Frente a los persistentes esfuerzos del camino ecuménico es preciso no desalentarse. Debemos creer que la meta de la unidad plena de todos los cristianos realmente es posible, con la fuerza de Cristo que nos sostiene. Por nuestra parte, además de la oración y el diálogo teológico, debemos cultivar la actitud espiritual que, precisamente en aquella sugestiva circunstancia, indiqué como el "sacrificio de la unidad". Con esas palabras quise evocar la capacidad de "cambiar nuestra mirada, dilatar nuestro horizonte, saber reconocer la acción del Espíritu, que actúa en nuestros hermanos, descubrir nuevos rostros de santidad, abrirnos a aspectos inéditos del compromiso cristiano" (Homilía durante la solemne celebración ecuménica, 18 de enero de 2000, n. 4: L'Osservatore Romano, edición en lengua española, 21 de enero de 2000, p. 12).

8. Con análoga apertura de espíritu, en el jubileo se ha proseguido el diálogo interreligioso que, inaugurado por el concilio Vaticano II con la declaración Nostra aetate, ha dado pasos significativos durante estos decenios. Recuerdo, en particular, la oración de Asís, en 1986, y la que realizamos en la plaza de San Pedro el año pasado. Desde luego, se trata de un diálogo que no pretende en absoluto disminuir el debido anuncio de Cristo como único Salvador del mundo, como reafirmó recientemente la declaración Dominus Iesus. El diálogo no pone en tela de juicio esta verdad esencial para la fe cristiana, sino que se funda en el presupuesto de que, precisamente a la luz del misterio de Dios revelado en Cristo, podemos descubrir muchas semillas de luz esparcidas por el Espíritu en las diversas culturas y religiones. Por tanto, al cultivar esas semillas por medio del diálogo, podemos crecer juntos, también con los creyentes de otras religiones, en el amor a Dios y en el servicio a la humanidad, caminando hacia la plenitud de verdad, a la que misteriosamente nos lleva el Espíritu de Dios (cf. Jn 16, 13).

• • • • • • •

Qué hacer.
1: Por favor, copia sin cambios la parte del fragmento que comienza con las palabras que contienen "Frente a los" y termina con "2000, p. 12).".
2: Según el fragmento, ¿en qué año tuvo lugar la oración de Asís?

(Entradas guardadas)
• • • • • • •

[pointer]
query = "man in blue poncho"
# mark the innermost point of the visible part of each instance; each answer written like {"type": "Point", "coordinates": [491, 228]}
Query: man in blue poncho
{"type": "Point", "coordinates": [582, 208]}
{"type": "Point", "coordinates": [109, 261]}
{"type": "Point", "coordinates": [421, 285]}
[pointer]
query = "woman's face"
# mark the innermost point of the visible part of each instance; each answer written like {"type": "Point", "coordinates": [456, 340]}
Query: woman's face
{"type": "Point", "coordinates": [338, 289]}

• • • • • • •

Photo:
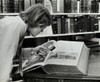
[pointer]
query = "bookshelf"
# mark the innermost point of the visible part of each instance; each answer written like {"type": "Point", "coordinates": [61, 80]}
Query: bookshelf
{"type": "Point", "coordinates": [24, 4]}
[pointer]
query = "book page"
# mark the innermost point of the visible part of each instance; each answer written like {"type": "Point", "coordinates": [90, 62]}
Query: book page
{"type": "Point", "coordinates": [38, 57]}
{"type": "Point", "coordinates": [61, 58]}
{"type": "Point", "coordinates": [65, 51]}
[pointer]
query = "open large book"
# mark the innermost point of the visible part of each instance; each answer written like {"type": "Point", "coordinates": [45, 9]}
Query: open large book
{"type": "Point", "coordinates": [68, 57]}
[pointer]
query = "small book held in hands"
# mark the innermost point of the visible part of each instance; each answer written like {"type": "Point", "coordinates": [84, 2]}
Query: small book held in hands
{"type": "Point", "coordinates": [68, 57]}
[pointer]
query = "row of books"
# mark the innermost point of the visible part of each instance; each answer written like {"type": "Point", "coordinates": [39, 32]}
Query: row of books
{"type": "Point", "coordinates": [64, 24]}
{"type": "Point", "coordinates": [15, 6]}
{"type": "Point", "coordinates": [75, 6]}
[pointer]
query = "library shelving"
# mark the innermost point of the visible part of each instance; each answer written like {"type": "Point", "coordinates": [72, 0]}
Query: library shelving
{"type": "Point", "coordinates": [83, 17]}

• • • • • • •

Respuestas escritas.
1:
Frente a los persistentes esfuerzos del camino ecuménico es preciso no desalentarse. Debemos creer que la meta de la unidad plena de todos los cristianos realmente es posible, con la fuerza de Cristo que nos sostiene. Por nuestra parte, además de la oración y el diálogo teológico, debemos cultivar la actitud espiritual que, precisamente en aquella sugestiva circunstancia, indiqué como el "sacrificio de la unidad". Con esas palabras quise evocar la capacidad de "cambiar nuestra mirada, dilatar nuestro horizonte, saber reconocer la acción del Espíritu, que actúa en nuestros hermanos, descubrir nuevos rostros de santidad, abrirnos a aspectos inéditos del compromiso cristiano" (Homilía durante la solemne celebración ecuménica, 18 de enero de 2000, n. 4: L'Osservatore Romano, edición en lengua española, 21 de enero de 2000, p. 12).

2: En 1986.